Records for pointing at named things

>>

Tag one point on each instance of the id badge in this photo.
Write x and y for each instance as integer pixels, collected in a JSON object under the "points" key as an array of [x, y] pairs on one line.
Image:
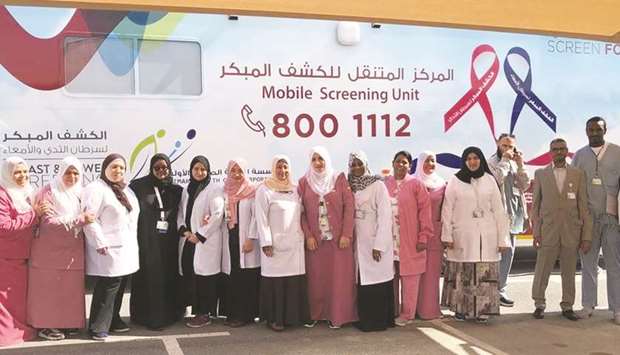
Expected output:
{"points": [[162, 226]]}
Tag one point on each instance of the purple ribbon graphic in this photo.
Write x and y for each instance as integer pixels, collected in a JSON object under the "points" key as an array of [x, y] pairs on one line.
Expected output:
{"points": [[525, 95]]}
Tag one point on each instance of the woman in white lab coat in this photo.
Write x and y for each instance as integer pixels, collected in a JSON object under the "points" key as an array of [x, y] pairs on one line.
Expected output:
{"points": [[373, 248], [111, 244], [283, 289], [241, 251], [475, 232], [200, 219]]}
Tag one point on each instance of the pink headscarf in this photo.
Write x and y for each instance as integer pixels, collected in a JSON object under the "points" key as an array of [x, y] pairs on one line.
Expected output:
{"points": [[237, 190]]}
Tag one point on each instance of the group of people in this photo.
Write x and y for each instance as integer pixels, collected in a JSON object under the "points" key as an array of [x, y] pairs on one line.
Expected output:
{"points": [[353, 248]]}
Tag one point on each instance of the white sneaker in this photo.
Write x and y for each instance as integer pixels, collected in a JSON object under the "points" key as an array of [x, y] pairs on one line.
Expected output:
{"points": [[585, 312], [401, 322]]}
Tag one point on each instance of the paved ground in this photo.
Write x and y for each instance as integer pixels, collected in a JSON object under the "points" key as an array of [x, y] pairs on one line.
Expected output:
{"points": [[515, 332]]}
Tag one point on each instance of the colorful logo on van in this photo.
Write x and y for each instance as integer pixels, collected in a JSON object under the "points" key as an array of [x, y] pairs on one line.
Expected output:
{"points": [[40, 62], [151, 141]]}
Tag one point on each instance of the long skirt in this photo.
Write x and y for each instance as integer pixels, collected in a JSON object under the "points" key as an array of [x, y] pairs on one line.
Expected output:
{"points": [[331, 283], [13, 284], [56, 298], [428, 299], [471, 288], [284, 300], [243, 284], [375, 306]]}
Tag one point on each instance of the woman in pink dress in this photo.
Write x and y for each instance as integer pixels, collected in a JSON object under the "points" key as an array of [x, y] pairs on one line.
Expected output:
{"points": [[428, 297], [327, 222], [56, 269], [411, 229], [17, 218]]}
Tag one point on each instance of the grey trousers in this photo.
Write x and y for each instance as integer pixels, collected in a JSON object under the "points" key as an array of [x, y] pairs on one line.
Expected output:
{"points": [[106, 303], [605, 236], [545, 260], [505, 265]]}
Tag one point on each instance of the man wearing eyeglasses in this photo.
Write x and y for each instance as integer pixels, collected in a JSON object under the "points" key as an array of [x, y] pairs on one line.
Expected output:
{"points": [[601, 162], [507, 168], [562, 225]]}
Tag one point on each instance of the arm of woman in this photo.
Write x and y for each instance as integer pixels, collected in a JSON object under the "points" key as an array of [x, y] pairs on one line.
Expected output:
{"points": [[9, 224], [384, 218], [92, 201], [499, 215], [425, 219], [215, 211], [348, 211], [262, 221]]}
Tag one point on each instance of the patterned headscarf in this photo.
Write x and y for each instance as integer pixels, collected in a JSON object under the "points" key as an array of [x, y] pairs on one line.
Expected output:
{"points": [[359, 183], [431, 181], [321, 183]]}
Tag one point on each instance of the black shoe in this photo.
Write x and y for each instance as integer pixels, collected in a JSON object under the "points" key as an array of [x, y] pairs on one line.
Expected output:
{"points": [[506, 302], [569, 314], [118, 326], [539, 313]]}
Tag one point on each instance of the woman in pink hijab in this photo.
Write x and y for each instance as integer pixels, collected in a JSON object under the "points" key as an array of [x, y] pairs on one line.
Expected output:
{"points": [[241, 257], [17, 218], [428, 297], [327, 222]]}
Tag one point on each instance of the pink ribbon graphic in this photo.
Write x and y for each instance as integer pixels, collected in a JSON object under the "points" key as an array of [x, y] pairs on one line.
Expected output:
{"points": [[477, 93]]}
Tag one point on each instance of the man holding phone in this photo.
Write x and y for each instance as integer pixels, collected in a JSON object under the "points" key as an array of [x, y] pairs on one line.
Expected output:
{"points": [[507, 168]]}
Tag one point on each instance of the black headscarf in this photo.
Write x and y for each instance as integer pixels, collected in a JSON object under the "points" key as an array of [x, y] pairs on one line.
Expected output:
{"points": [[465, 175], [117, 187], [194, 187], [156, 181]]}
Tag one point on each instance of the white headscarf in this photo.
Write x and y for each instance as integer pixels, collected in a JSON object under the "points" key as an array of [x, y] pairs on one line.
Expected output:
{"points": [[66, 200], [324, 182], [431, 181], [20, 195]]}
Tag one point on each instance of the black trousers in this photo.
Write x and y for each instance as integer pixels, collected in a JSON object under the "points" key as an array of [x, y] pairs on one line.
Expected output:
{"points": [[106, 305]]}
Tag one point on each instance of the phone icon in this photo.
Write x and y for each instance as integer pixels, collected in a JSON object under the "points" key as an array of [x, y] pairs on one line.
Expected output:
{"points": [[254, 126]]}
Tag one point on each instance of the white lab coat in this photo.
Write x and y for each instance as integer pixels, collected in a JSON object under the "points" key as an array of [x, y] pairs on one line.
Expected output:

<<

Copy all of the data above word for word, leaving out the pictures.

Tag one point on each instance of the id badge in this photo.
Write x and y for each instance as integer pixels, collected in a JSON object under the "points" key as an array of [x, y] pairs on one line.
Image:
Expected output:
{"points": [[162, 226]]}
Tag one point on each instance of the purple ribbon graphic in this photo.
Write x and y for each instance as integer pixels, collected in a JSON object under the "points" key as an array of [x, y] pairs on one line.
Expected output:
{"points": [[525, 95]]}
Tag one point on each instance of the woman in white lab coat in this photo.
Write x and y for each instance as integer pixels, collected in a JSON object under the "points" key as an array of [x, y] pairs on one line.
Expected output:
{"points": [[373, 248], [111, 244], [283, 289], [241, 251], [475, 232], [200, 219]]}
Tag one point on each instance of the pink headscarf in this photo.
Write x and y for each instance as integer pixels, collected in a JSON object under the "points" key as an array of [x, y] pairs on one line.
Expected output:
{"points": [[237, 190]]}
Tag one point on each instance of the group of people in this photo.
Write x and y for each instance as integer pixels, collected in a JSON object under the "points" key as an array of [x, y] pairs on one line.
Expected output:
{"points": [[353, 248]]}
Tag one point on each instance of the white sneaker in this photo.
Write x and y for each instance as integer pixels, collected in a JSON object under the "points" key as an array of [x, y] pairs on one line.
Expected output:
{"points": [[585, 312], [401, 322]]}
Tag one point on each instance of the paved ground in this photo.
Write x and y for each instance as integer pixels, collected in a JSON object under the "points" key as an array of [x, y] pairs on one line.
Expected output:
{"points": [[515, 332]]}
Tag one point on each instance of the colorful logo on van in this photo.
Write x and y for each instance as integer pixels, collected in a JSON object under the "points" key as an array of [x, y] pairs on one line.
Expected output:
{"points": [[40, 62], [151, 141]]}
Tag one point on each instance of the long skirt in this photo.
Write x and y for each instance as integer pixels, collected in a JSON object under the "points" key as an array of [x, y] pairs on one line.
Expected output:
{"points": [[331, 283], [13, 284], [56, 298], [428, 299], [471, 288], [284, 300], [243, 284], [375, 306]]}
Tag one point on each instance of the woman in pink dress in this photo.
Write x and y for each instance as integer pixels, collected in a JSON object under the "points" key as an array of [x, y] pairs on one line.
Expected output:
{"points": [[428, 297], [327, 222], [56, 269], [411, 229], [17, 218]]}
Tag one point on each instance of the grey trousers in this photo.
Write x and y for each instance as integer pixels, collected in a JSON object under the "points" key as an array of [x, y] pairs on one line.
Expected output:
{"points": [[106, 303], [605, 236], [545, 260], [505, 265]]}
Tag one point on each instance of the man wearing eyeglasses in this photo.
Write x and y for each instance as integer pixels, collected in a JSON object under the "points" key as an array of [x, y] pairs on one line.
Expected output:
{"points": [[601, 162], [507, 168], [562, 225]]}
Tag one point on each instance of the arm of woman in this photo.
Write x and y for each instance as integer pixels, collected in a JSON object under the "points" key as an array of [x, y] pairs on one line.
Expected output:
{"points": [[9, 224], [384, 218], [92, 201], [499, 215], [425, 219], [215, 211], [348, 211], [262, 221]]}
Tag one point on each instance of the patterned headscarf in this photo.
Write x and y for each instance as integer pixels, collected in a JSON object under the "points" key as an array of [x, y] pairs on one line.
Expected output:
{"points": [[359, 183], [431, 181], [321, 183]]}
Tag one point on each instance of the black shoe in this photo.
Write x and y for each instance as integer pixels, collected in a JSON object under the "points" key as an array of [x, y] pairs on one line.
Expected output:
{"points": [[506, 302], [569, 314], [118, 326], [539, 313]]}
Tag one point on each instance of the woman in pink hijab in this photo.
Write x and y for each instance as integer pixels, collected in a JSON object under the "points" key as an array of [x, y] pairs on one line.
Expected output:
{"points": [[241, 257], [17, 218], [428, 297], [327, 222]]}
Tag one point on each instance of the pink ribbon graphic in this photo.
Write x and y for each instance as integer pixels, collected in a JSON object under the "points" key as an array of [x, y] pairs on one line.
Expected output:
{"points": [[477, 93]]}
Tag one point on each instance of the man holding phone in this photo.
Write x and y for each instance as integer pixels, collected in a JSON object under the "points" key as an array of [x, y] pairs on one line.
Expected output:
{"points": [[507, 168]]}
Tag one point on each instance of the black headscarf in this photo.
Write x and y for each instance as integer pixels, collected in a JSON object under the "points" key as an array of [x, y] pairs on one line.
Expected output:
{"points": [[465, 175], [117, 187], [194, 187], [156, 181]]}
Tag one point on each instance of the white headscarf in this photo.
Write x and y for each instance as integer pixels, collected in a JSON object under the "points" key as an array of [x, y] pairs on one line.
Expected output:
{"points": [[66, 200], [324, 182], [431, 181], [20, 195]]}
Tag one point on each instance of the black trousers in this photo.
Write x and y for each instance as integer pixels, collected in a JSON object under the "points" key as an array of [x, y] pairs on one line.
Expected output:
{"points": [[106, 305]]}
Tag one point on each instance of the phone icon in this photo.
Write x and y for each instance as integer pixels, collected in a JSON object under the "points" key as an array of [x, y] pairs on one line.
Expected output:
{"points": [[254, 126]]}
Tag one point on each instance of the white lab coat in this photo.
Write x and y for each instance as integer pixels, collected in a JSON object under the "points" key as an array of [x, y] pairs on one line.
Expected output:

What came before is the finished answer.